◆ **SUPPLIED MATERIAL**
==*==

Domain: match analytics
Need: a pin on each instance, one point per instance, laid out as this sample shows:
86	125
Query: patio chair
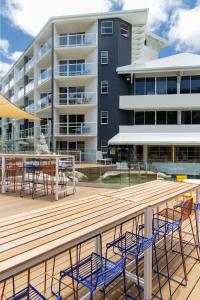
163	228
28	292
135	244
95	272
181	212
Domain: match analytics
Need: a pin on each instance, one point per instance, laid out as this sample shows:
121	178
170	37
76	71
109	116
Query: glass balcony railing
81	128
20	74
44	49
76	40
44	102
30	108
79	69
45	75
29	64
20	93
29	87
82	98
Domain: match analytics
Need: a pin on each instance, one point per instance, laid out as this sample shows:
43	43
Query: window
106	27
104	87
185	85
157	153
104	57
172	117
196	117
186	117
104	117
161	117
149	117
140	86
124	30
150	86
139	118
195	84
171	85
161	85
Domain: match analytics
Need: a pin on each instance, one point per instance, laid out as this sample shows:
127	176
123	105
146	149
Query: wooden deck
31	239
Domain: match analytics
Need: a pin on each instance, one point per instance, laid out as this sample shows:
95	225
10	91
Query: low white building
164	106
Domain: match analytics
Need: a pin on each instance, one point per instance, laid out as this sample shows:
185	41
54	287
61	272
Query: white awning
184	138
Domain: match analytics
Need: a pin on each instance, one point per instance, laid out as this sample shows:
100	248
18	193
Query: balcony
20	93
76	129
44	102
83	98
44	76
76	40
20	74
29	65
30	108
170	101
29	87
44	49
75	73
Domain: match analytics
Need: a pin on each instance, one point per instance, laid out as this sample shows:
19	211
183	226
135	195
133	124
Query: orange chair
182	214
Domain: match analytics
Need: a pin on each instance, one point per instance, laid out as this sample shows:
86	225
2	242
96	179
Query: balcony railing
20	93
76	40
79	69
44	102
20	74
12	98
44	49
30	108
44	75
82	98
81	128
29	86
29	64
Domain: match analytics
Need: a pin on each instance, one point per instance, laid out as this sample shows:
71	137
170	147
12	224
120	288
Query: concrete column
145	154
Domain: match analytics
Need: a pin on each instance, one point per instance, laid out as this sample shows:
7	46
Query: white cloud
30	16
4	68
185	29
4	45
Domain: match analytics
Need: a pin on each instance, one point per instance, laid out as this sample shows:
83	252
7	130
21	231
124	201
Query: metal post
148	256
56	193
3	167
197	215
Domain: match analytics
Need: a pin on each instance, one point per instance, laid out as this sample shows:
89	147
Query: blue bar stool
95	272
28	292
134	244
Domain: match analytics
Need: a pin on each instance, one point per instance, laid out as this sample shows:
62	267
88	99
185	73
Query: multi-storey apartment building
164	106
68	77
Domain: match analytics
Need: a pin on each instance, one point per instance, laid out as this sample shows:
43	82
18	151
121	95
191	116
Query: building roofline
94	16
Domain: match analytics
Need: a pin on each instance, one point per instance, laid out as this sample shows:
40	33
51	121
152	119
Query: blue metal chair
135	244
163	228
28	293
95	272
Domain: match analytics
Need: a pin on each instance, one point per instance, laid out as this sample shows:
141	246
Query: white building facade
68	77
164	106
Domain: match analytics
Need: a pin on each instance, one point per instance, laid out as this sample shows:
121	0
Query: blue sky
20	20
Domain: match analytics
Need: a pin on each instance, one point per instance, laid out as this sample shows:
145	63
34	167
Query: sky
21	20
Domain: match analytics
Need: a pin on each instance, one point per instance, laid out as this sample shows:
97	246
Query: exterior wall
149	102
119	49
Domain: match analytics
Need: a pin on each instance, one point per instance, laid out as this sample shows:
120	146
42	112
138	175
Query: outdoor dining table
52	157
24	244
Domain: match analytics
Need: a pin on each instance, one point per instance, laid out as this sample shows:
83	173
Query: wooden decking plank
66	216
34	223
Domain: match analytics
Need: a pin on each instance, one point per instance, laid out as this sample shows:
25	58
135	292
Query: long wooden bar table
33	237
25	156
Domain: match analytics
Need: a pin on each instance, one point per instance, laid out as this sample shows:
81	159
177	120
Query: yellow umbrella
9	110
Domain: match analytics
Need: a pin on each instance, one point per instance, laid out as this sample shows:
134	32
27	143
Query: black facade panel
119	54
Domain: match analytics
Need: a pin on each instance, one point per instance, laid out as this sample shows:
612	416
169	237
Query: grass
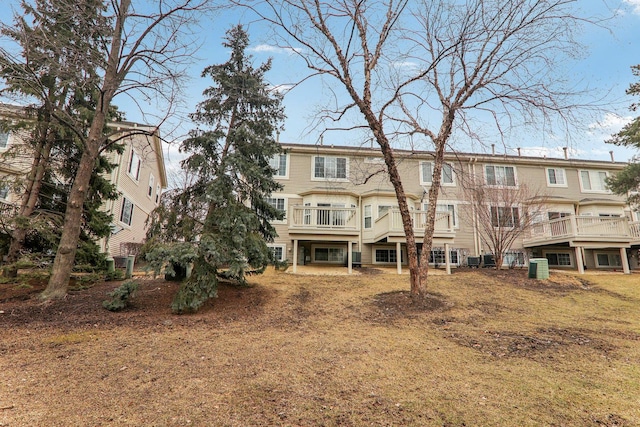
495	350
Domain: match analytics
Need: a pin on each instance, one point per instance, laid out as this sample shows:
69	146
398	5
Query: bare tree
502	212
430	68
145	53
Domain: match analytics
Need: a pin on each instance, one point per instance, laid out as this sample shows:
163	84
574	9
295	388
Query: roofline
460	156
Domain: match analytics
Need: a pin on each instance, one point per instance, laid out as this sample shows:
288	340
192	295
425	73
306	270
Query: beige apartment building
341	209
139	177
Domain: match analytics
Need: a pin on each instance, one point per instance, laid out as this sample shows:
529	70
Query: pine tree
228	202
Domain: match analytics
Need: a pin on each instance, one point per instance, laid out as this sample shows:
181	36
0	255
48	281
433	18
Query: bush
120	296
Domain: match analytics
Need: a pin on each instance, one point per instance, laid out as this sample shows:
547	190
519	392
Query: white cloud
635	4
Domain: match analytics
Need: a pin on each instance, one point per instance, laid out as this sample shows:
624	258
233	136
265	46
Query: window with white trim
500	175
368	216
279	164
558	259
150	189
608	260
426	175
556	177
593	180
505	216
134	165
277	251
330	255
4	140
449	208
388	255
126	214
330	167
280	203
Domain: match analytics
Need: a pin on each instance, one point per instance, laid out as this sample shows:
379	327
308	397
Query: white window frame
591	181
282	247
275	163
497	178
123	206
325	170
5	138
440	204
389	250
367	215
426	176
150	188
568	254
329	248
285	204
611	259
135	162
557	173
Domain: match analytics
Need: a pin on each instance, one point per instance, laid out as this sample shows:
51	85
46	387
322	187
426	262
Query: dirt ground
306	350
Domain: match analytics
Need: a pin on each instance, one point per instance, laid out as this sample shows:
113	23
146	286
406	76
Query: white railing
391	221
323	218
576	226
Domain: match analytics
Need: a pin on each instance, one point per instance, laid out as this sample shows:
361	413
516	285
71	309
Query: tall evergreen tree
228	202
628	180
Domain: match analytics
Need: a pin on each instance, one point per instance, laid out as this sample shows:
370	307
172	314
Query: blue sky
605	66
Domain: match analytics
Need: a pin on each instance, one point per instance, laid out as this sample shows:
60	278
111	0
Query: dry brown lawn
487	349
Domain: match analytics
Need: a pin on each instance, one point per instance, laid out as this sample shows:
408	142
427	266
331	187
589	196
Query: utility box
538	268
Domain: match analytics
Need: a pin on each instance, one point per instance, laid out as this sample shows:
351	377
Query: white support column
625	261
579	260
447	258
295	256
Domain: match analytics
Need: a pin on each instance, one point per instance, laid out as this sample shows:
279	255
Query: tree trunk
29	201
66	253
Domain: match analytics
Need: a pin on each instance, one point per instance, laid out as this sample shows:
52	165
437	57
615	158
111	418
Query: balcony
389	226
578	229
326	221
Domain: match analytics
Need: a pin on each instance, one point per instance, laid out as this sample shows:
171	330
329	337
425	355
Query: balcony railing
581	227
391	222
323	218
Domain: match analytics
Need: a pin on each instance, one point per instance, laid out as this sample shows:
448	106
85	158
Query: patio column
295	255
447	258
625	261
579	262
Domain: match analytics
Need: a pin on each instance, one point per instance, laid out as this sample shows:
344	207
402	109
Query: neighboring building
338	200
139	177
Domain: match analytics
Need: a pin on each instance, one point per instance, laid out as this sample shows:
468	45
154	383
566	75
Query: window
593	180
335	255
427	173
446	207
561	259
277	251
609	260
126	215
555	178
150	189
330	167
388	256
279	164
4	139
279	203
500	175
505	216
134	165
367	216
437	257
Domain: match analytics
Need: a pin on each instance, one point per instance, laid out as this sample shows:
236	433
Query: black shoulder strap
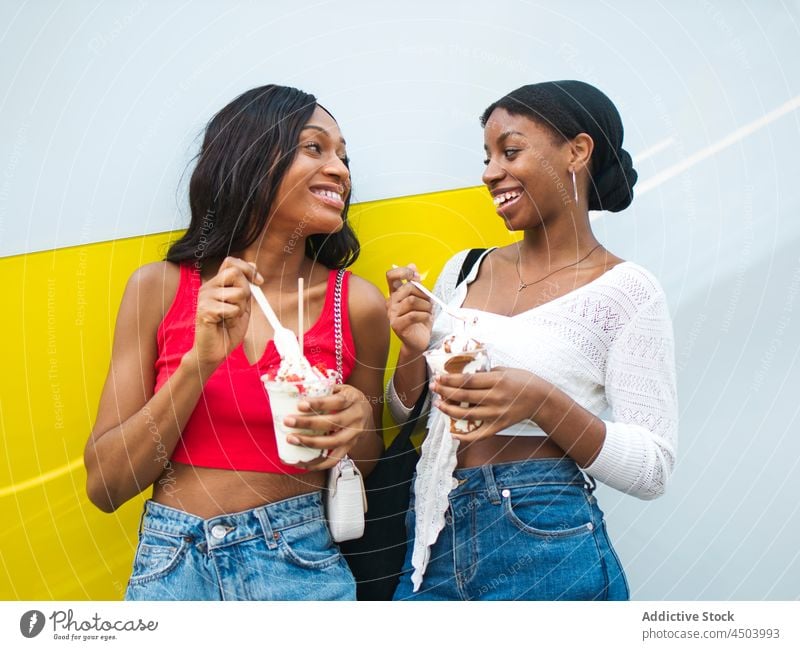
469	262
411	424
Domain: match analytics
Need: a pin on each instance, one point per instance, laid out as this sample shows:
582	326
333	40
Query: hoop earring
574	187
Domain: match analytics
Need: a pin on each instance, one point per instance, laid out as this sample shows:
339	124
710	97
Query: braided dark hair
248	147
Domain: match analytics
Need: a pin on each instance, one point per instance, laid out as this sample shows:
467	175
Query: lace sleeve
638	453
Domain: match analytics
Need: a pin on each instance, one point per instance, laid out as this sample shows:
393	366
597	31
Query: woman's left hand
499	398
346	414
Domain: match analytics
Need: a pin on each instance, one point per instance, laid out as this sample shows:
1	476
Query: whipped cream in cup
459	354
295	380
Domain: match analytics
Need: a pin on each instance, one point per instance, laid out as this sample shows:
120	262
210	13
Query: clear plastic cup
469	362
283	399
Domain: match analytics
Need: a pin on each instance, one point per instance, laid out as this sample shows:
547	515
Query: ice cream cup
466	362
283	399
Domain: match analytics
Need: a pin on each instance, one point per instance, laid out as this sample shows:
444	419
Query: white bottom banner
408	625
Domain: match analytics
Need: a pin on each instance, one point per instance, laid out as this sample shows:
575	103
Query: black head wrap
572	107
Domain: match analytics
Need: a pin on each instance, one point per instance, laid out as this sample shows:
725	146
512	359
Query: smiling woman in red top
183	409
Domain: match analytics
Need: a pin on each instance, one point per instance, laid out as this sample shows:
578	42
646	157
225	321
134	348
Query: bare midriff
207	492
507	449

==*==

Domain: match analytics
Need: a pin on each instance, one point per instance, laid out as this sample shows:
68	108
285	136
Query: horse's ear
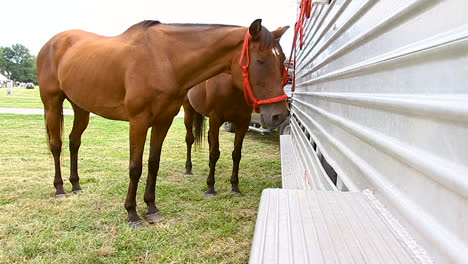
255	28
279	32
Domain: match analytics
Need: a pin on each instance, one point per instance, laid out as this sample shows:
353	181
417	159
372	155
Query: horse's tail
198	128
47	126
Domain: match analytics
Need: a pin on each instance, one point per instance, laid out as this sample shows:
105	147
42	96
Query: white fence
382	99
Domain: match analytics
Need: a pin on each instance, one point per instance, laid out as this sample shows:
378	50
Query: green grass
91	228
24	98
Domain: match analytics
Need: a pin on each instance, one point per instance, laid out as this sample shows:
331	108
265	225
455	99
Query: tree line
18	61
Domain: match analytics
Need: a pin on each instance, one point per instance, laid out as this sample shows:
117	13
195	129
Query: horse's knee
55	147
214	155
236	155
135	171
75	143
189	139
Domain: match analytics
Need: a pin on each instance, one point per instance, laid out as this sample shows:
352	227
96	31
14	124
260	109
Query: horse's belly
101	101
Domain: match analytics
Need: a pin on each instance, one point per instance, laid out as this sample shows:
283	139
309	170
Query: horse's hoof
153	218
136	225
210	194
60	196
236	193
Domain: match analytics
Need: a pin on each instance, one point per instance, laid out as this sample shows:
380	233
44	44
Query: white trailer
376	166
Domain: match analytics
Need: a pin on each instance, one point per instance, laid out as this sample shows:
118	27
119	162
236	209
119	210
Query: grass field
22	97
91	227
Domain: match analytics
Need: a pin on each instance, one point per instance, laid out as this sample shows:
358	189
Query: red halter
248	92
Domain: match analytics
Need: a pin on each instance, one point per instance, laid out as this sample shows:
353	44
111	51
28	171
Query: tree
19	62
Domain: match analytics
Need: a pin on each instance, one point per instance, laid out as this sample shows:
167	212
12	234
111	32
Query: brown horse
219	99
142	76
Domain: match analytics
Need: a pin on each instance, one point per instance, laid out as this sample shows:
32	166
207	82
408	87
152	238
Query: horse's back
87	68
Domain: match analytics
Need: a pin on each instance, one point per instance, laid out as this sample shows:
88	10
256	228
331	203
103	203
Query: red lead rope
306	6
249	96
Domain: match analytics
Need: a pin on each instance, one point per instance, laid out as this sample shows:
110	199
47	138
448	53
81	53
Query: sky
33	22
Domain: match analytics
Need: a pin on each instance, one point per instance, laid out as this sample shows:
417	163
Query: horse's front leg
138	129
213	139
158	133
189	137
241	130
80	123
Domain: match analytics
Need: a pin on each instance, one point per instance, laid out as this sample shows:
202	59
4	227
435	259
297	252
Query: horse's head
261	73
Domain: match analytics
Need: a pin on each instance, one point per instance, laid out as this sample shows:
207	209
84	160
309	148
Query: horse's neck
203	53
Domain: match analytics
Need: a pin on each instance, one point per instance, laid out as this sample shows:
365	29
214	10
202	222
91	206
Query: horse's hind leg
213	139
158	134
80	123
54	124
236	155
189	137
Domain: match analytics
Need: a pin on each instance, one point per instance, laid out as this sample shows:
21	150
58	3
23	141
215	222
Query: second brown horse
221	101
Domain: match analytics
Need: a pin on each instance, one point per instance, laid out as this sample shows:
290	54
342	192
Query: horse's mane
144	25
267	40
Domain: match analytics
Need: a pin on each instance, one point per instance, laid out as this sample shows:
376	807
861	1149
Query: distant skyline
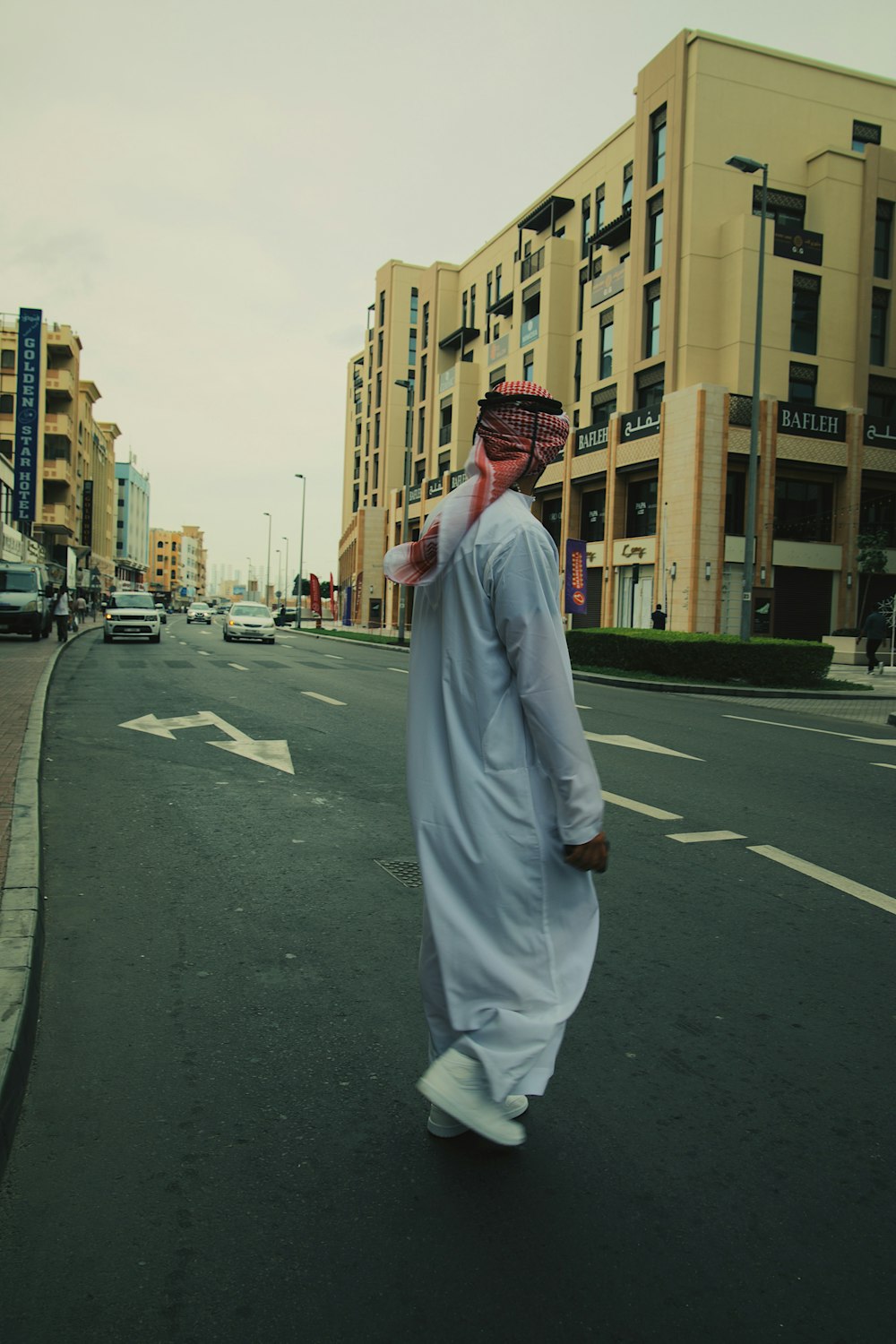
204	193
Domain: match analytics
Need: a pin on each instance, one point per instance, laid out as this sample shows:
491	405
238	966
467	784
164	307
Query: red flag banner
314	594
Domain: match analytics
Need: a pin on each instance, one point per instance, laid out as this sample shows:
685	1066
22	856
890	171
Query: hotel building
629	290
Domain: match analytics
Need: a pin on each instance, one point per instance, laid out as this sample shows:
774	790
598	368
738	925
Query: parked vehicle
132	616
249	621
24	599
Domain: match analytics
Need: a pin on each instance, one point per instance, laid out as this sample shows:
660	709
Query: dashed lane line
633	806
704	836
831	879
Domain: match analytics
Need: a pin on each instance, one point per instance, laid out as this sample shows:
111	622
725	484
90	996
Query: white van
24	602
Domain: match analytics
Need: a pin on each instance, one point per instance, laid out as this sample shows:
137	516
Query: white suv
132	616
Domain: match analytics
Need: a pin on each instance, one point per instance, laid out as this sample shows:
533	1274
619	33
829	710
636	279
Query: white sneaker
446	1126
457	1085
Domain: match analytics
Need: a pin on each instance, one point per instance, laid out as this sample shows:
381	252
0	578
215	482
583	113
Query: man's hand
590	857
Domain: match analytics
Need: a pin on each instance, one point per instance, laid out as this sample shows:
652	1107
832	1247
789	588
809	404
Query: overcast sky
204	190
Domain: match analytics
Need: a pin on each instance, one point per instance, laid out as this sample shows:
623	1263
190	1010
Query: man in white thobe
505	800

==*==

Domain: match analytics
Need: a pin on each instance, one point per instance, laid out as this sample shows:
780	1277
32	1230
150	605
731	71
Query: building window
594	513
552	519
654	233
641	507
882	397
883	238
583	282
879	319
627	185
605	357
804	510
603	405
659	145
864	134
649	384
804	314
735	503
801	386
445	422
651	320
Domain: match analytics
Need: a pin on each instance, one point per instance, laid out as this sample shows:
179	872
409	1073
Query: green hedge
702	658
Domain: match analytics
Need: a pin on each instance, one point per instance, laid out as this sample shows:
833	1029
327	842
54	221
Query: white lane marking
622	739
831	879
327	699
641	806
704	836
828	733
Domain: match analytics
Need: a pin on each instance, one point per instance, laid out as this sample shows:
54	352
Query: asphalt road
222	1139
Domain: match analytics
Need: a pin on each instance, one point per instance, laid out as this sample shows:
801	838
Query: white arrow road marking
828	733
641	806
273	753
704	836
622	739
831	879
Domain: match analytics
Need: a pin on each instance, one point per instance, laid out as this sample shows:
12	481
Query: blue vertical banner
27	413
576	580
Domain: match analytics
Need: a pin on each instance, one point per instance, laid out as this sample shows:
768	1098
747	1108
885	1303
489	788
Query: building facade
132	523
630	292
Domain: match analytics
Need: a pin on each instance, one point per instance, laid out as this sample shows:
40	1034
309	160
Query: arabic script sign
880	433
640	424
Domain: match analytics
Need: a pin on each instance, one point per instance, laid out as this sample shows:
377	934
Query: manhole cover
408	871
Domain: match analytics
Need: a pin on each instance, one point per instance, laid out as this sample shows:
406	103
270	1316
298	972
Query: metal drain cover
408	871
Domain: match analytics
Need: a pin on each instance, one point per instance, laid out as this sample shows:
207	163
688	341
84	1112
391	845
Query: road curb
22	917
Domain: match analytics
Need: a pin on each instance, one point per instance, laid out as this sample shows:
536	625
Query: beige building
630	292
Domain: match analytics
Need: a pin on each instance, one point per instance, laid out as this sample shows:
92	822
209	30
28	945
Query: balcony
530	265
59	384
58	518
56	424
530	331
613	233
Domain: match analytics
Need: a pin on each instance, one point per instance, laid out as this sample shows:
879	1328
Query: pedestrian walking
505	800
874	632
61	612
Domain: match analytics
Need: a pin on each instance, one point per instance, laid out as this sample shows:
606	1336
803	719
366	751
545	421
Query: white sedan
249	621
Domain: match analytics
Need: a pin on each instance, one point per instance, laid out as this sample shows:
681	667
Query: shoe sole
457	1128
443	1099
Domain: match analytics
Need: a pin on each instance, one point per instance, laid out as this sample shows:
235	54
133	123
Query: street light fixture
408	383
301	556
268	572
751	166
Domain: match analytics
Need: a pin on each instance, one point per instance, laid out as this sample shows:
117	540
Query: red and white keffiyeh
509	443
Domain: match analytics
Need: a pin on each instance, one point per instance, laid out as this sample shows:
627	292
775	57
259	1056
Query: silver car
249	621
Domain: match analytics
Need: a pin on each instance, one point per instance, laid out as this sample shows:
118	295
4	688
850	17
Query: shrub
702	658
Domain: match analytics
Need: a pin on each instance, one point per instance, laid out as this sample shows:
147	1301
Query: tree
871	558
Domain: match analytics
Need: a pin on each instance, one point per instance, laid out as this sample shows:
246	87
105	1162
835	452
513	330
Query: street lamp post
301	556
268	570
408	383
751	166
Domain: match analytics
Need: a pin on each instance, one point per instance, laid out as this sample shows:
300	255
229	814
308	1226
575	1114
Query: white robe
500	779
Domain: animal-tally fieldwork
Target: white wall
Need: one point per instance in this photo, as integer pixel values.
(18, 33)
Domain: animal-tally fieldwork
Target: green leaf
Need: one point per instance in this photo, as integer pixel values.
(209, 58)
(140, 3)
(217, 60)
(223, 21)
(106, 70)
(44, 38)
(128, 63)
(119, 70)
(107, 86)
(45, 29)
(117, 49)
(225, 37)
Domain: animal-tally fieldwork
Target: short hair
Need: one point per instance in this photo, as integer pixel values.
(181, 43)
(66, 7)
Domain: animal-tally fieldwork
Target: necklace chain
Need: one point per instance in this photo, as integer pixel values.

==*==

Which lines in the material above include the string "Target"? Pull them out.

Target: white wall
Target: green leaf
Target: short hair
Target: necklace chain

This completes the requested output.